== Records ==

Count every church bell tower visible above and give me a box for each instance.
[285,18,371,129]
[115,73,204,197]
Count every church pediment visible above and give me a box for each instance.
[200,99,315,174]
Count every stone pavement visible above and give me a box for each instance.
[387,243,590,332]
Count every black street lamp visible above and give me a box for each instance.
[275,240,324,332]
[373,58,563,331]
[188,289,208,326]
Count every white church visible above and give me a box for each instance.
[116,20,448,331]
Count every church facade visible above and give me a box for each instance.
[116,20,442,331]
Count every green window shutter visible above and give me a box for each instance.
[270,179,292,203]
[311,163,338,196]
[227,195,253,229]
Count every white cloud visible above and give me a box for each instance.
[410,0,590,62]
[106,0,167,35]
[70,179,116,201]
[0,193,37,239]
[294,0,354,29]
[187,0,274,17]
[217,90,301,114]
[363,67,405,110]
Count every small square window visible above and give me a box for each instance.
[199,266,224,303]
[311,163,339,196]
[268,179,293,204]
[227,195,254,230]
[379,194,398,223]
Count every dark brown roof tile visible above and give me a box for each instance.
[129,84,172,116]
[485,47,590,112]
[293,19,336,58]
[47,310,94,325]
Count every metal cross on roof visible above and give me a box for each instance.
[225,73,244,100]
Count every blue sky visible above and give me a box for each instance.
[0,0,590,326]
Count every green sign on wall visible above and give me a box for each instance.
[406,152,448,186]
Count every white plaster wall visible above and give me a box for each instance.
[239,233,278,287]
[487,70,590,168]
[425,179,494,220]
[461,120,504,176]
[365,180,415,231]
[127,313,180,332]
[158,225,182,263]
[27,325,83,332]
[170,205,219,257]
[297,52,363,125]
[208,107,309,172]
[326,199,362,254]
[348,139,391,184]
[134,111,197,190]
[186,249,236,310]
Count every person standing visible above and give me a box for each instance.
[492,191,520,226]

===

**Do this**.
Please copy every line of the records above, reproducing each one without any change.

**Full output**.
Count every church bell tower visible above and give me a box for each instance.
[285,18,371,129]
[115,73,204,197]
Count every church pediment visible above and give me a box for each instance.
[200,99,315,174]
Count every stone pavement visible above and give me a box for each instance.
[387,243,590,332]
Count every black street lamp visible above and give me a box for each instance.
[275,240,324,332]
[373,58,563,331]
[188,289,208,326]
Count every white church visible above and give me a box for each instance.
[116,20,448,331]
Count every church facade visible above and give me a box for each instance.
[116,20,442,331]
Count every green window shutter visible above and give me a box for each instance.
[270,179,292,203]
[311,163,338,196]
[227,195,253,229]
Count every white cloud visible above and give me a box for each instance.
[410,0,590,62]
[106,0,167,35]
[70,179,116,201]
[0,193,37,239]
[294,0,354,29]
[187,0,274,17]
[217,90,301,114]
[363,67,405,110]
Count every small square window visible above and give me a box for each instance.
[199,266,224,303]
[311,163,339,196]
[268,179,293,204]
[227,195,254,230]
[379,194,398,223]
Count every dark brown roof tile visible above and give me a box for each instance.
[129,84,172,116]
[485,47,590,112]
[293,19,336,58]
[47,310,94,325]
Count every metal cross on roof visible above and give me a box for each instance.
[225,73,244,100]
Count every blue sky visible above and give me a box for each instance.
[0,0,590,326]
Count every green sign on wall visible above and give me a box for each instance.
[406,152,448,186]
Count every white plaster wall visible above and give me a box for each instance.
[239,233,278,287]
[487,70,590,168]
[425,179,494,220]
[461,120,504,176]
[365,180,415,231]
[127,313,180,332]
[158,225,182,263]
[27,325,83,332]
[170,205,219,257]
[297,52,363,125]
[208,107,309,172]
[326,199,362,254]
[348,139,391,184]
[134,111,197,190]
[186,249,236,310]
Count every person standing visible above and give me a box for each instance.
[492,191,520,226]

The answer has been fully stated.